• [Tasks]:
A) Please edit the text on Italy, giving it again starting with "The schools I" and going on through "in the buildings.", with "Robotics" changed to "coding".
B) Say whether each statement agrees with the text on Italy, answering yes or no and quoting the words that decide it.
(i) The school in Verona teaches math and science through Robotics.
(ii) The schools visited followed one major philosophy.
(iii) Reggio Emilia is an approach that can be copied.
C) Answer these questions from the text on Italy.
(i) Which brand has stores on every street in Italy?
(ii) What does the presence of fountains in each city help you understand?
(iii) Which mediums are named as things that can be included in early childhood centers?

• [Document text]:
===

Every street in Italy has Louis Vuitton stores, one of the most expensive and fashionable brands in the world. In India Louis Vuitton has become a ‘class’ symbol whereas here I saw that it was a mere fashion statement. Isn’t that how it should be?
The schools I visited in Milan, Rome, Florence and Verona (fantastic primary school that teaches math and science through Robotics) followed no major philosophy or approach but they had one thing in common- they were extremely child centric. I visited public and private schools and I was elated to see the classrooms with ‘children’s voices’. Children were given many opportunities to draw, paint, create, and that is indeed natural. After all, this is the land of Michael Angelo, Leonardo da Vinci, Raphael and many others. This is seen in the architecture and paintings around Italy. You are automatically forced to use words like gigantic, mammoth, awe inspiring, impressive, as words less than these would fail to describe the architectural genius that you see in the buildings.
The presence of fountains in each city helps you understand how architecture was used to create spaces where people can mingle, sit and get sounds that are soothing and close to nature. I wish today’s architects around the world would get over their obsession with steel and glass.
Reggio Emilia was next on my agenda and I was indeed excited to be at this little town where Loris Mallaguzi and others created a new approach to early childhood education and care, aptly called Reggio Emilia. The museum and Loris Malaguzi International Learning Center were worth a day spent exploring how different mediums like light, shadows, textures, and sounds can also be included in early childhood centers as learning experiences for young children to help the hundred languages of children.  Reggio Emilia is not an approach that can be copied; one has to be immersed and inspired by it, and then each one can take back their inspirations to adapt.

===

• [Data provided]:
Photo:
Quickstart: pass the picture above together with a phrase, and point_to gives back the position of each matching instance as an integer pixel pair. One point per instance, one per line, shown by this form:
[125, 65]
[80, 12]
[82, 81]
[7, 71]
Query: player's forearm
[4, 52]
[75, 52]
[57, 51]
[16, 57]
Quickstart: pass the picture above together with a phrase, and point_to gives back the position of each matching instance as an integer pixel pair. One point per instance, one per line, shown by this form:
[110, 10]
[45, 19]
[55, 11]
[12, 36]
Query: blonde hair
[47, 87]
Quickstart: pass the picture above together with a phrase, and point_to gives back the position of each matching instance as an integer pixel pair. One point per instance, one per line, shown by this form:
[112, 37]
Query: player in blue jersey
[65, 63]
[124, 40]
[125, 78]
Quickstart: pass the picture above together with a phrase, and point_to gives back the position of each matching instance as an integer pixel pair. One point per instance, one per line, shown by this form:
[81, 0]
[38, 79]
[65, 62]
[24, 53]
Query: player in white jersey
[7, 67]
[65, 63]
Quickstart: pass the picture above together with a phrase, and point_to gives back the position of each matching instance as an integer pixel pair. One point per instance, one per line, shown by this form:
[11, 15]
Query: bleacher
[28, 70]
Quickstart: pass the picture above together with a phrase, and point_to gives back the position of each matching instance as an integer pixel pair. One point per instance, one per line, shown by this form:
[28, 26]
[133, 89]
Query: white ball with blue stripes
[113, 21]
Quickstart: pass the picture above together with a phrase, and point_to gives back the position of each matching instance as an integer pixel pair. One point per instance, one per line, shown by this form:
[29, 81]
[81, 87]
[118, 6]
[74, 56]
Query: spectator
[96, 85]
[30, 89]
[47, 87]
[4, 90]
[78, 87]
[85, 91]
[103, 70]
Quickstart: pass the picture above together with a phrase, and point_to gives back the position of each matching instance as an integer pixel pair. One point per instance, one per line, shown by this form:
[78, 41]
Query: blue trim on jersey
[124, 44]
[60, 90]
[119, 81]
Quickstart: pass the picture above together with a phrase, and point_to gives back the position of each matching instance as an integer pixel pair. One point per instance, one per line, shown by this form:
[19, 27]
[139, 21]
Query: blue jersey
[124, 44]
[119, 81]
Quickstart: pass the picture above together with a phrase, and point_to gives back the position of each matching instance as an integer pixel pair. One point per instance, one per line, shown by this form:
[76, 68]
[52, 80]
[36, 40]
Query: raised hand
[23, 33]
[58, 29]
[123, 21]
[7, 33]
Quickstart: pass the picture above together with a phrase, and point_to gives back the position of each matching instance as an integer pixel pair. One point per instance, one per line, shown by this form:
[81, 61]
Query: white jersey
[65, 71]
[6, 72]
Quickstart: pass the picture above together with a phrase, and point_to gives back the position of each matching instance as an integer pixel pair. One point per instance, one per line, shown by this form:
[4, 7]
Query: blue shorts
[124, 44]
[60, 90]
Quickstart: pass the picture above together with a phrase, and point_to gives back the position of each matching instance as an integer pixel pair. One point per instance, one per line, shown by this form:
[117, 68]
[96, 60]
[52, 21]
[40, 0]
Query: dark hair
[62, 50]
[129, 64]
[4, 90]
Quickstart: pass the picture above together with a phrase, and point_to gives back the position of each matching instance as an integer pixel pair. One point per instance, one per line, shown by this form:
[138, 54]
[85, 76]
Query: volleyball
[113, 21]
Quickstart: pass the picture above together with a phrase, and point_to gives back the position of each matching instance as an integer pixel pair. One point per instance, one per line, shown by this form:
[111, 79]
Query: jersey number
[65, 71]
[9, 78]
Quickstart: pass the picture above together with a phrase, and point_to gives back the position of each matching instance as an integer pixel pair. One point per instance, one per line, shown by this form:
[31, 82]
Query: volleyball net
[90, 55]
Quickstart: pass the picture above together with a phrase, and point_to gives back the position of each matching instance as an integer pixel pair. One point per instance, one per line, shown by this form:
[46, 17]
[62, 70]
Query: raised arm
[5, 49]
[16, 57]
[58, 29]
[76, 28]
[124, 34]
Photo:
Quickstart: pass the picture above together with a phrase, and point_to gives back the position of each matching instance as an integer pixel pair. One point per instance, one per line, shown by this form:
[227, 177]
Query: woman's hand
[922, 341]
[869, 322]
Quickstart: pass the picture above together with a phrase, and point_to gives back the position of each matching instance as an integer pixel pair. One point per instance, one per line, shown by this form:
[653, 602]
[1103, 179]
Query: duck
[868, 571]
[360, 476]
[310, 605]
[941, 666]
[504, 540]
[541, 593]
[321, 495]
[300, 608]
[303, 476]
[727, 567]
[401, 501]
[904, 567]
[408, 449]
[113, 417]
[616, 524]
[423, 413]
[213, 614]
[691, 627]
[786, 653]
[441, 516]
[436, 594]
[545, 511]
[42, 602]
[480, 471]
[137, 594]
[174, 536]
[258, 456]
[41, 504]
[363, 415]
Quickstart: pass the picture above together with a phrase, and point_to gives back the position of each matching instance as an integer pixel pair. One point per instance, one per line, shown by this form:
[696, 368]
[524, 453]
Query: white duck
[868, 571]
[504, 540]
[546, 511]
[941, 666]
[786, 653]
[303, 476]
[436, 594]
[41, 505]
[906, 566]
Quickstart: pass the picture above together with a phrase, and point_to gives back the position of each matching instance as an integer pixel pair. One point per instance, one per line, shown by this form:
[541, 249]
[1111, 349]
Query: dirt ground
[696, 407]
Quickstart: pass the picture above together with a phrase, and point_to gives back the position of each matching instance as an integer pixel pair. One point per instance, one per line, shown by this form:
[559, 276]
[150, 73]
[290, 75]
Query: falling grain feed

===

• [Set of answers]:
A)
The schools I visited in Milan, Rome, Florence and Verona (fantastic primary school that teaches math and science through coding) followed no major philosophy or approach but they had one thing in common- they were extremely child centric. I visited public and private schools and I was elated to see the classrooms with ‘children’s voices’. Children were given many opportunities to draw, paint, create, and that is indeed natural. After all, this is the land of Michael Angelo, Leonardo da Vinci, Raphael and many others. This is seen in the architecture and paintings around Italy. You are automatically forced to use words like gigantic, mammoth, awe inspiring, impressive, as words less than these would fail to describe the architectural genius that you see in the buildings.

B)
(i) Yes: "fantastic primary school that teaches math and science through Robotics"
(ii) No: "followed no major philosophy or approach"
(iii) No: "Reggio Emilia is not an approach that can be copied"

C)
(i) Louis Vuitton
(ii) How architecture was used to create spaces where people can mingle, sit and get sounds that are soothing and close to nature
(iii) Light, shadows, textures, and sounds